Don't mention the R word, although maybe it mightn't be such a bad thing, writes Ailish Connelly.
The alarm sounds, the radio cranks in and woe betide us all. Stock market slides and property nosedives, European indices falling through the floor and, even with our mammoth shopping, Wall Street is in crisis; it's enough to send you scurrying back to the scratcher.
The dreaded R word is rearing its ugly head and those who are old enough to remember the 1980s and early 1990s are back in familiarly, chilly territory.
If we are told often enough, we might even get used to the idea. Soon we won't have the proverbial ass left in our trousers because of our profligate ways, because we got too greedy, because we wouldn't listen to our betters.
Indeed some of our betters were at the helm leading us to hell in a handcart so presumably they won't have an ass in their trousers either, which could be interesting or frightening, depending on which way you look at it.
But, as so much of the current wobbly global financial situation is beyond our control and the property slump was loudly signposted by the doom-mongers for, well, years now, we just have to put up and ride the storm.
Before we carry on carrying on regardless, singing loudly with our fingers stuffed in our ears 'cos you can talk to the hand but the head ain't listening, let's take a moment to check out some reasons to continue being one of the happier populations on the planet.
There is always an upside, even with an R in the month.
Soon, we can safely go to the pub or to a dinner party and not have to listen to premier windbag types warbling about their property portfolios. My brother lives in the States. While home here a few months ago, he met his mates for a couple of scoops. He came back to my house aghast.
" I felt thick," he said, "thick as a plank. There they were banging on about their leaseback this and their interest-only mortgage that and their several properties abroad and their investment portfolios here in Ireland. Investment portfolios?"

────

## WRITTEN INSTRUCTION 1
Write out the whole recession column again, word for word.
## WRITTEN INSTRUCTION 2
Edit the entries from the line with "Put a dot on each instance of the red" up to and including the line with "column 92, row 168": give only those lines, with "crop-scouting log" changed to "field survey record" and everything else unchanged.

[Dataset rows]
────

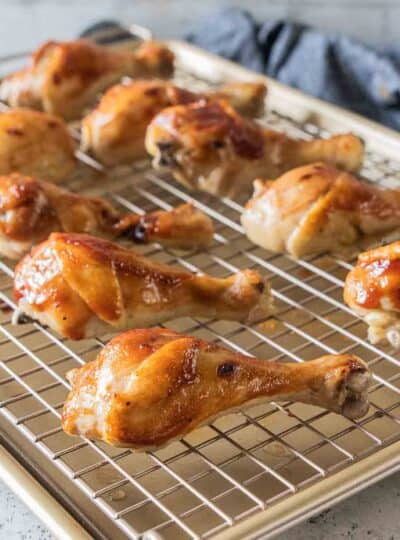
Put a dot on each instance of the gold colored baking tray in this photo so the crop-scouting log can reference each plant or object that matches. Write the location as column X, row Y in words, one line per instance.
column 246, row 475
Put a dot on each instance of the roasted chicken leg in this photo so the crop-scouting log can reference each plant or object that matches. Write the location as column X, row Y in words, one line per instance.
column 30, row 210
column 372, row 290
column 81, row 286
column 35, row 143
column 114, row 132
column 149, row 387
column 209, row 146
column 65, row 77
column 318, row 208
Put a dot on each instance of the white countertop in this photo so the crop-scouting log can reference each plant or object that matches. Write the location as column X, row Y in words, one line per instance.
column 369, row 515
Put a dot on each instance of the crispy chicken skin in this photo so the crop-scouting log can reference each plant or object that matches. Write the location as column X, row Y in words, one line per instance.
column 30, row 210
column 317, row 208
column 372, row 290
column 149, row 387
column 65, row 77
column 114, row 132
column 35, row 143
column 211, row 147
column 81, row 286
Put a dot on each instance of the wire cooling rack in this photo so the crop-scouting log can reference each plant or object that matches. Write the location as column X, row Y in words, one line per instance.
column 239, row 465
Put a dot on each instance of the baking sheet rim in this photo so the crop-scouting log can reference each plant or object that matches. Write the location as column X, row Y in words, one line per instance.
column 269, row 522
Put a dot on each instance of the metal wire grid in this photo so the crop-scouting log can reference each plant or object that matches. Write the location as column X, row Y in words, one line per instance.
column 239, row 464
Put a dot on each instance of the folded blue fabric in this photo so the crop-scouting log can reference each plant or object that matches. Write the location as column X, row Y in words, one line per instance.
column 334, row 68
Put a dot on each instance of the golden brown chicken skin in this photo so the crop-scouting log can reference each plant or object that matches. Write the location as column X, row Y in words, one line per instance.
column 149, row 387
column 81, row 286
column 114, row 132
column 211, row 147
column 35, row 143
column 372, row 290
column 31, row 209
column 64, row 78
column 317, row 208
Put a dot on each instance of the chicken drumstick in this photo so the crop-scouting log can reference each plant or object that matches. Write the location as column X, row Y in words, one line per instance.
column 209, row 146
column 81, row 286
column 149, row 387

────

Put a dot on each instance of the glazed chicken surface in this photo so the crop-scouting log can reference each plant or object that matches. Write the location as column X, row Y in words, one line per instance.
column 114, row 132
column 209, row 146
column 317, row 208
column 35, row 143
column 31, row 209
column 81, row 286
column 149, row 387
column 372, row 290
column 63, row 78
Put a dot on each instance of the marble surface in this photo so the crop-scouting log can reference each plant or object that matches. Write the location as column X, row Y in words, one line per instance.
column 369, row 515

────

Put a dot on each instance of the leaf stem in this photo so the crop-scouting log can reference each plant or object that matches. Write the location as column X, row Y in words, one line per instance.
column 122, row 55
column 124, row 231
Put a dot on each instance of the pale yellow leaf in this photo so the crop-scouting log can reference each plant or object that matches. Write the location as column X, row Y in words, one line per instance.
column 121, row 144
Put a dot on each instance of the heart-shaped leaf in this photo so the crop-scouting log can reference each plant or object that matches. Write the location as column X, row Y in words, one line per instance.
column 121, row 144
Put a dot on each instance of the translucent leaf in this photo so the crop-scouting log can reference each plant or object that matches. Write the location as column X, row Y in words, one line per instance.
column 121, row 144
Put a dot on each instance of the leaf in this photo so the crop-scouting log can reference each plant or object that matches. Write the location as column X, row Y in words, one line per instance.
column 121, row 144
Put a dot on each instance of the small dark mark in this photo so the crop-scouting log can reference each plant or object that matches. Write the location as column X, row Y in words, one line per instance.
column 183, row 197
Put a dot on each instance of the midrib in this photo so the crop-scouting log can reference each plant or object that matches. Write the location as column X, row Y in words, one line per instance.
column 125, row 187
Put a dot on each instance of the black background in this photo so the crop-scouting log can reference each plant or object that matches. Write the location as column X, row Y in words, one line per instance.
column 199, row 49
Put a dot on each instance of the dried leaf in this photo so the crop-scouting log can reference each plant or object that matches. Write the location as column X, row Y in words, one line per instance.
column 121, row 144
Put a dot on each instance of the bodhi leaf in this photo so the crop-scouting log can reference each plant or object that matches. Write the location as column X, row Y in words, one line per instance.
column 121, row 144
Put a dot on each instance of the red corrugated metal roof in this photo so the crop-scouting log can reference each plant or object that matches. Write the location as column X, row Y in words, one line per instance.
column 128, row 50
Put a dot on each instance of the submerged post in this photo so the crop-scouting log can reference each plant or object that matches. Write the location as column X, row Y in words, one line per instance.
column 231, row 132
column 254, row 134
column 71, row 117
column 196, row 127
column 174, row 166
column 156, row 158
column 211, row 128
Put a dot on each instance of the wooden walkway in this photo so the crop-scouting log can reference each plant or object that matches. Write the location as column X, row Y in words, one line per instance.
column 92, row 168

────

## COMPLETE OUTPUT 1
Don't mention the R word, although maybe it mightn't be such a bad thing, writes Ailish Connelly.
The alarm sounds, the radio cranks in and woe betide us all. Stock market slides and property nosedives, European indices falling through the floor and, even with our mammoth shopping, Wall Street is in crisis; it's enough to send you scurrying back to the scratcher.
The dreaded R word is rearing its ugly head and those who are old enough to remember the 1980s and early 1990s are back in familiarly, chilly territory.
If we are told often enough, we might even get used to the idea. Soon we won't have the proverbial ass left in our trousers because of our profligate ways, because we got too greedy, because we wouldn't listen to our betters.
Indeed some of our betters were at the helm leading us to hell in a handcart so presumably they won't have an ass in their trousers either, which could be interesting or frightening, depending on which way you look at it.
But, as so much of the current wobbly global financial situation is beyond our control and the property slump was loudly signposted by the doom-mongers for, well, years now, we just have to put up and ride the storm.
Before we carry on carrying on regardless, singing loudly with our fingers stuffed in our ears 'cos you can talk to the hand but the head ain't listening, let's take a moment to check out some reasons to continue being one of the happier populations on the planet.
There is always an upside, even with an R in the month.
Soon, we can safely go to the pub or to a dinner party and not have to listen to premier windbag types warbling about their property portfolios. My brother lives in the States. While home here a few months ago, he met his mates for a couple of scoops. He came back to my house aghast.
" I felt thick," he said, "thick as a plank. There they were banging on about their leaseback this and their interest-only mortgage that and their several properties abroad and their investment portfolios here in Ireland. Investment portfolios?"

## COMPLETE OUTPUT 2
Put a dot on each instance of the red corrugated metal roof in this photo so the field survey record can reference each plant or object that matches. Write the location as column X, row Y in words, one line per instance.
column 128, row 50
Put a dot on each instance of the submerged post in this photo so the field survey record can reference each plant or object that matches. Write the location as column X, row Y in words, one line per instance.
column 231, row 132
column 254, row 134
column 71, row 117
column 196, row 127
column 174, row 166
column 156, row 158
column 211, row 128
Put a dot on each instance of the wooden walkway in this photo so the field survey record can reference each plant or object that matches. Write the location as column X, row Y in words, one line per instance.
column 92, row 168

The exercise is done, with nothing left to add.